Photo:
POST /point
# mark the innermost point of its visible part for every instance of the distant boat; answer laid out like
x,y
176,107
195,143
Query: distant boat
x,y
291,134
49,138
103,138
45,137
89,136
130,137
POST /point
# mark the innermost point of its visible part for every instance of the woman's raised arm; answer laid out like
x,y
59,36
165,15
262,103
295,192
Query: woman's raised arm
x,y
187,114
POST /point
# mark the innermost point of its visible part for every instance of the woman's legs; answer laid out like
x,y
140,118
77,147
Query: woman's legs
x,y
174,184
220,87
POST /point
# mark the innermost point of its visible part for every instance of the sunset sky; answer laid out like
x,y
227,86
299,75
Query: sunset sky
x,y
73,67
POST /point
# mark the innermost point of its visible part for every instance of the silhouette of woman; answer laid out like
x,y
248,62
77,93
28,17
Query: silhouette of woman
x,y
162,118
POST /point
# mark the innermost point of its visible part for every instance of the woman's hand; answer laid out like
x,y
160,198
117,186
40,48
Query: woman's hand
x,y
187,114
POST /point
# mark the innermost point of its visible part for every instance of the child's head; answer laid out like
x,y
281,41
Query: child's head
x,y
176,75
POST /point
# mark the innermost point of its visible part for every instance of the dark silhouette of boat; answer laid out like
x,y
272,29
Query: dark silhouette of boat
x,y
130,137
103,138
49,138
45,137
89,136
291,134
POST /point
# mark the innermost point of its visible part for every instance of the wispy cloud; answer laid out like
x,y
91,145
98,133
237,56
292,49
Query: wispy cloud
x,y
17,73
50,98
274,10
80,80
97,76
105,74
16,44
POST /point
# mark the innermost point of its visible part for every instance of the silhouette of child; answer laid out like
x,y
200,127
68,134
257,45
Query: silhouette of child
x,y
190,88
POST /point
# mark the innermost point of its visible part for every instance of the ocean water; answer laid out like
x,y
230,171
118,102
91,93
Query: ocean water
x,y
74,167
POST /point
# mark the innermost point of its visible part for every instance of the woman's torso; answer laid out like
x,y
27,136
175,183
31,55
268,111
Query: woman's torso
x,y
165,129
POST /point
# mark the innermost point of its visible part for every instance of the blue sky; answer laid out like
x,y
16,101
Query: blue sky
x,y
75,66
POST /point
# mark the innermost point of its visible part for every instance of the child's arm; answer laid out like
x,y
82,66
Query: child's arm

──────────────────────────────

● **To do**
Would you copy the whole listing exactly?

● **Result of the exercise**
Photo:
POST /point
# mark the innermost point of its visible part for every instance of the distant boat; answer laid out like
x,y
176,107
195,143
Query: distant boat
x,y
291,134
49,138
103,138
45,137
89,136
130,137
POST /point
# mark the innermost point of its visible part for every instance of the woman's raised arm; answer laid out like
x,y
59,36
165,15
262,103
295,192
Query: woman's raised arm
x,y
187,114
POST /point
# mark the innermost point of its visible part for every instance of the woman's legs; answer laid out like
x,y
140,118
77,147
Query: woman's legs
x,y
174,184
220,87
POST /point
# mark the innermost point of its visible part for every instance of the sunset sky; answer laid out like
x,y
227,86
299,75
Query: sunset sky
x,y
73,67
POST /point
# mark the innermost point of its visible part for every instance of the silhouette of woman; answer laid out like
x,y
248,62
77,93
28,17
Query: silhouette of woman
x,y
162,118
POST /point
# mark the innermost point of its visible part for every instance of the woman's hand; answer laid out like
x,y
160,198
117,186
40,48
Query: woman's hand
x,y
187,114
POST /point
# mark the innermost point of its visible part for every instance of the child's head; answer laid out like
x,y
281,41
Query: child's head
x,y
176,75
POST /point
# mark the innermost point of its visible part for every instance of the dark silhouette of boat; answer laid out like
x,y
272,29
Query: dark silhouette of boat
x,y
130,137
103,138
49,138
45,137
89,136
291,134
POST /point
# mark the innermost point of its visible part for every instance of the wispy cloud; answer laid out like
x,y
91,145
98,133
237,56
292,49
Query: wispy cloud
x,y
17,73
50,98
274,10
80,80
97,76
105,74
16,44
POST /point
# mark the innermost point of its visible part for every instance of the silhouette of child; answer laid out like
x,y
200,127
68,134
257,45
Query: silhouette of child
x,y
190,88
POST /point
# mark the innermost point of its visible part for every instance of the ocean water; answer laid out like
x,y
230,171
118,102
91,93
Query: ocean water
x,y
74,167
POST /point
# mark the innermost point of its visible part for every instance of the woman's torso; answer laid out like
x,y
27,136
175,183
31,55
268,111
Query: woman's torso
x,y
165,129
POST /point
# mark the innermost point of its visible part for every instance of the blue sky; answer laid out like
x,y
16,101
Query: blue sky
x,y
75,66
POST /point
# mark the innermost point of its visible part for every instance of the child's arm; answer laid out like
x,y
82,66
Query: child's arm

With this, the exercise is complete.